**Data entries:**
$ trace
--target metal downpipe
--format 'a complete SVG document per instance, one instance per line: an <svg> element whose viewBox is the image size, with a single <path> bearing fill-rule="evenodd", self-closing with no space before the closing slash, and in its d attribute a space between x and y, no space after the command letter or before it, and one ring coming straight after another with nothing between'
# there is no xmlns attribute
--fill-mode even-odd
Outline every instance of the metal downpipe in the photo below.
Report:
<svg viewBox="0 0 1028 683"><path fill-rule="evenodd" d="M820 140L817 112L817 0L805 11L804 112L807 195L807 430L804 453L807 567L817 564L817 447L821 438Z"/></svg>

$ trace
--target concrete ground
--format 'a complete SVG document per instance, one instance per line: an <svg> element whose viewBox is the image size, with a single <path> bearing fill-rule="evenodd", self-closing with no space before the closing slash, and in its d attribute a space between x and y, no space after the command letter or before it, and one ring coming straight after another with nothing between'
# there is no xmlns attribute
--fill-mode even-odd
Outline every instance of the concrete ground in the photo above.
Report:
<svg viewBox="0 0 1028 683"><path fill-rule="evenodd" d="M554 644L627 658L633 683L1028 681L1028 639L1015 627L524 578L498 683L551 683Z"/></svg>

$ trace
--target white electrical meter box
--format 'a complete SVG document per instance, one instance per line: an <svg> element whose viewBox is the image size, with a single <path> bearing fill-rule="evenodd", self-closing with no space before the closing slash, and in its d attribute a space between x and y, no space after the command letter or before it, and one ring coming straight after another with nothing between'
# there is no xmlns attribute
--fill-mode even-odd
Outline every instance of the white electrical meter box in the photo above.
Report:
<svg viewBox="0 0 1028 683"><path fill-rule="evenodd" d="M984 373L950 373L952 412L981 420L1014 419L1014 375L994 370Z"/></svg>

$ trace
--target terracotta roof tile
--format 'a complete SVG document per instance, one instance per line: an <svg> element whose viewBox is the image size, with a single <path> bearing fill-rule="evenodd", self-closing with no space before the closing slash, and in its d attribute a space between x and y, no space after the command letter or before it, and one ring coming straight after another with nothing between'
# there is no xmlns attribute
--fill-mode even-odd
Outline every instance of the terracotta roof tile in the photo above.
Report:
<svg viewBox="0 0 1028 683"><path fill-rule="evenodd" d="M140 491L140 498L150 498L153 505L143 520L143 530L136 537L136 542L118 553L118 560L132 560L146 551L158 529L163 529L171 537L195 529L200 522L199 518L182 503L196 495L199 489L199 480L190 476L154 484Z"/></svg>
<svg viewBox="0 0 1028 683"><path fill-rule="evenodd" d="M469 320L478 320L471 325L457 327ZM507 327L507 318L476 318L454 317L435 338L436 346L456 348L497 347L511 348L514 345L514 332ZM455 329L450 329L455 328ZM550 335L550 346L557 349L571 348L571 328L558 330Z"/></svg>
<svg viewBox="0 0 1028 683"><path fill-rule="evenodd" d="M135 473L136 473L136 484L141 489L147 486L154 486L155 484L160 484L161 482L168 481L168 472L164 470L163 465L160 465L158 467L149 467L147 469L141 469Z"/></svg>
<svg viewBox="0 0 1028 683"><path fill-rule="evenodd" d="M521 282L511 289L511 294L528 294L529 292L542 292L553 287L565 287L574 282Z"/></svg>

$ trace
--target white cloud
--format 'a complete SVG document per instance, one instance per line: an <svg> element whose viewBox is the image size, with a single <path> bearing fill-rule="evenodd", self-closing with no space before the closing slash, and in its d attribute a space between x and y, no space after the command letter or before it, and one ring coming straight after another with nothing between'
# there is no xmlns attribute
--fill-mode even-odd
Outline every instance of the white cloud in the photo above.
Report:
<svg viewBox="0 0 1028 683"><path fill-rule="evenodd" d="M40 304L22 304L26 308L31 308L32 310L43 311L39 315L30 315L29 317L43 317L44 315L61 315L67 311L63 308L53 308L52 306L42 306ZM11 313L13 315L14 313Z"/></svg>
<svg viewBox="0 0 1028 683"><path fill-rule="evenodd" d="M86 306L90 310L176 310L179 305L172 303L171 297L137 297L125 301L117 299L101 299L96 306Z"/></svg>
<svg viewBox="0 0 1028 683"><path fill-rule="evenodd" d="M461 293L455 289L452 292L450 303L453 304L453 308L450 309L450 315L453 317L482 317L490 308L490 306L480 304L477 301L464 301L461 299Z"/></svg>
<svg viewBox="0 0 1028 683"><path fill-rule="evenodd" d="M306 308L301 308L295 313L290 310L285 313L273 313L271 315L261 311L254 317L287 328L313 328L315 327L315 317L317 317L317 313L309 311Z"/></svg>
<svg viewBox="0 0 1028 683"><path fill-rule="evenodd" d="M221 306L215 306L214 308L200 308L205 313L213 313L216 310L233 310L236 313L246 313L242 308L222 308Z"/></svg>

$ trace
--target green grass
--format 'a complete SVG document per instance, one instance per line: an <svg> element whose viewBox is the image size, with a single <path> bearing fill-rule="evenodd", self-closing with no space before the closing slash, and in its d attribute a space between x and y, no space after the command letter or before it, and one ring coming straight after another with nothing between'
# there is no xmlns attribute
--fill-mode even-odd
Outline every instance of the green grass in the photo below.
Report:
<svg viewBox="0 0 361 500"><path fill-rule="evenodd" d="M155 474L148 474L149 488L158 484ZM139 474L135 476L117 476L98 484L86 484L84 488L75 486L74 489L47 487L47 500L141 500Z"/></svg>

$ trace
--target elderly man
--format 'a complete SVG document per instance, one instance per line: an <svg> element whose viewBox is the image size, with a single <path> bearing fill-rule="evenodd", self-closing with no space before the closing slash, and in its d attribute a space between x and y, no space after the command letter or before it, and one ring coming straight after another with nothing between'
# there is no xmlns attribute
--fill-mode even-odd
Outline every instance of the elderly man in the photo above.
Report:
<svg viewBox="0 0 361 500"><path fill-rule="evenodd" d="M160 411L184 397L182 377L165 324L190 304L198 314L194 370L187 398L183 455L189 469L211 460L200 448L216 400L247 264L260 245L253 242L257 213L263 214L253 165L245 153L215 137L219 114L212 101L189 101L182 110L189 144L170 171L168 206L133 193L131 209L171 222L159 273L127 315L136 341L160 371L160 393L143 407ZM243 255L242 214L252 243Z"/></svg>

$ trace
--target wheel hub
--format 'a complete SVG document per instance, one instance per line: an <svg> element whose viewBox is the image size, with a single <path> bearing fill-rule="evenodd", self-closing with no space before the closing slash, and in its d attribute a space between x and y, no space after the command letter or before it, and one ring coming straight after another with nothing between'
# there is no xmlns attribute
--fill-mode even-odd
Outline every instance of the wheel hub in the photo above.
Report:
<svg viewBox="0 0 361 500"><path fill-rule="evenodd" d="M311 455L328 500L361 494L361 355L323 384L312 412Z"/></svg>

**WHAT IS EXPECTED:**
Copy every one of the records above, word for word and line for line, with no changes.

**SOLUTION TO THIS EXERCISE:**
$ trace
--target metal downpipe
--format 'a complete SVG document per instance, one instance per line: an <svg> element whose viewBox is the image size, with a single <path> bearing fill-rule="evenodd", self-closing with no space before the closing slash, and in its d attribute a space between x and y, no space after the command letter or before it, and one ring coming straight after another with nothing between'
# there is no xmlns attribute
--fill-mode even-odd
Outline every instance of the metal downpipe in the photo below.
Report:
<svg viewBox="0 0 1028 683"><path fill-rule="evenodd" d="M820 140L817 112L817 0L805 11L804 112L807 195L807 430L804 453L807 567L817 564L817 447L821 438Z"/></svg>

$ trace
--target concrete ground
--format 'a complete SVG document per instance, one instance per line: an <svg> element whose viewBox is the image size, with a single <path> bearing fill-rule="evenodd", self-closing with no space before the closing slash, and in its d attribute a space between x and y, no space after the command letter or before it, and one ring coming straight after another with nothing between'
# there is no xmlns attribute
--fill-mode even-odd
Outline every instance of the concrete ground in the photo above.
Report:
<svg viewBox="0 0 1028 683"><path fill-rule="evenodd" d="M554 644L627 658L633 683L1028 681L1028 639L1015 627L524 578L498 683L551 683Z"/></svg>

$ trace
--target white electrical meter box
--format 'a complete SVG document per instance, one instance per line: an <svg> element whose viewBox is the image size, with a single <path> bearing fill-rule="evenodd", self-closing with no space before the closing slash, and in its d attribute a space between x and y, no space after the command letter or before it, and one ring coming straight after another with nothing between'
# there is no xmlns attribute
--fill-mode even-odd
Outline every instance of the white electrical meter box in the photo above.
Report:
<svg viewBox="0 0 1028 683"><path fill-rule="evenodd" d="M984 373L950 373L952 412L981 420L1014 419L1014 375L994 370Z"/></svg>

$ trace
--target terracotta roof tile
--format 'a complete SVG document per instance, one instance per line: an <svg> element whose viewBox is the image size, with a single <path> bearing fill-rule="evenodd", self-closing with no space before the closing slash, and in its d attribute a space between x and y, no space after the command letter or before it, and one ring coming straight after another with nothing between'
# there is no xmlns attribute
--fill-mode even-odd
Outline every instance of the terracotta roof tile in the photo above.
Report:
<svg viewBox="0 0 1028 683"><path fill-rule="evenodd" d="M140 491L140 498L150 498L153 505L143 520L143 530L136 537L136 542L118 553L118 560L132 560L146 551L158 529L163 529L171 537L195 529L200 522L199 518L182 503L196 495L199 489L199 480L190 476L154 484Z"/></svg>
<svg viewBox="0 0 1028 683"><path fill-rule="evenodd" d="M469 320L478 320L471 325L457 327ZM507 327L507 318L476 318L454 317L435 338L436 346L456 348L497 347L511 348L514 345L514 332ZM455 329L450 329L455 328ZM550 335L550 346L557 349L571 348L571 328L558 330Z"/></svg>
<svg viewBox="0 0 1028 683"><path fill-rule="evenodd" d="M135 473L136 473L136 484L141 489L147 486L154 486L155 484L160 484L161 482L168 481L168 472L164 470L163 465L160 465L158 467L149 467L147 469L141 469Z"/></svg>
<svg viewBox="0 0 1028 683"><path fill-rule="evenodd" d="M521 282L511 289L511 294L528 294L529 292L542 292L553 287L565 287L574 282Z"/></svg>

$ trace
--target white cloud
--format 'a complete SVG document per instance, one instance per line: an <svg> element whose viewBox is the image size, with a single <path> bearing fill-rule="evenodd", self-closing with no space before the closing slash, and in its d attribute a space between x and y, no space after the command letter or before it, and one ring coming straight after another with nothing between'
# there is no xmlns attribute
--fill-mode even-odd
Outline every instance of the white cloud in the photo above.
Report:
<svg viewBox="0 0 1028 683"><path fill-rule="evenodd" d="M40 304L22 304L26 308L31 308L32 310L43 311L39 315L30 315L29 317L43 317L44 315L61 315L67 311L63 308L53 308L52 306L42 306ZM11 313L13 315L14 313Z"/></svg>
<svg viewBox="0 0 1028 683"><path fill-rule="evenodd" d="M86 306L90 310L176 310L179 305L172 303L171 297L137 297L125 301L117 299L101 299L96 306Z"/></svg>
<svg viewBox="0 0 1028 683"><path fill-rule="evenodd" d="M461 293L455 289L452 292L450 303L453 304L453 308L450 309L450 315L453 317L482 317L490 308L490 306L480 304L477 301L464 301L461 299Z"/></svg>
<svg viewBox="0 0 1028 683"><path fill-rule="evenodd" d="M306 308L301 308L295 313L290 310L285 313L273 313L271 315L261 311L254 317L287 328L313 328L315 327L315 317L317 317L317 313L309 311Z"/></svg>
<svg viewBox="0 0 1028 683"><path fill-rule="evenodd" d="M221 306L215 306L214 308L200 308L205 313L213 313L216 310L233 310L236 313L246 313L242 308L222 308Z"/></svg>

$ trace
--target green grass
--format 'a complete SVG document per instance, one instance per line: an <svg> element whose viewBox is the image size, with a single <path> bearing fill-rule="evenodd", self-closing with no space before the closing slash, and in its d attribute a space between x and y, no space after the command letter or before it, and one ring coming straight after another with nothing between'
# there is no xmlns attribute
--fill-mode even-odd
Outline every instance of the green grass in the photo below.
Report:
<svg viewBox="0 0 361 500"><path fill-rule="evenodd" d="M155 474L148 474L149 488L158 484ZM139 474L135 476L117 476L98 484L86 484L84 488L75 486L74 489L47 487L47 500L141 500Z"/></svg>

$ trace
--target elderly man
--format 'a complete SVG document per instance, one instance per line: an <svg> element whose viewBox is the image size, with a single <path> bearing fill-rule="evenodd", self-closing with no space before the closing slash, and in its d attribute a space between x and y, no space after the command letter or before it, and one ring coming straight after another with nothing between'
# there is no xmlns attribute
--fill-mode even-odd
Outline every instance of the elderly man in the photo above.
Report:
<svg viewBox="0 0 361 500"><path fill-rule="evenodd" d="M160 411L184 397L182 377L165 324L190 304L198 314L194 370L187 398L183 455L189 469L211 460L200 448L216 400L247 264L260 245L253 242L257 213L263 214L253 165L245 153L215 137L219 114L212 101L189 101L182 110L189 144L170 171L168 206L133 193L131 209L171 222L159 273L127 315L136 341L160 371L160 393L143 407ZM243 255L242 214L252 243Z"/></svg>

$ trace
--target wheel hub
--format 'a complete SVG document per instance, one instance per line: an <svg> element whose viewBox is the image size, with a single <path> bearing fill-rule="evenodd", self-closing with no space before the closing slash, and in its d attribute a space between x and y, no space after the command letter or before it, and one ring coming straight after another with nothing between'
# there is no xmlns attribute
--fill-mode even-odd
Outline every instance of the wheel hub in the photo above.
Report:
<svg viewBox="0 0 361 500"><path fill-rule="evenodd" d="M311 455L328 500L361 494L361 355L323 384L312 412Z"/></svg>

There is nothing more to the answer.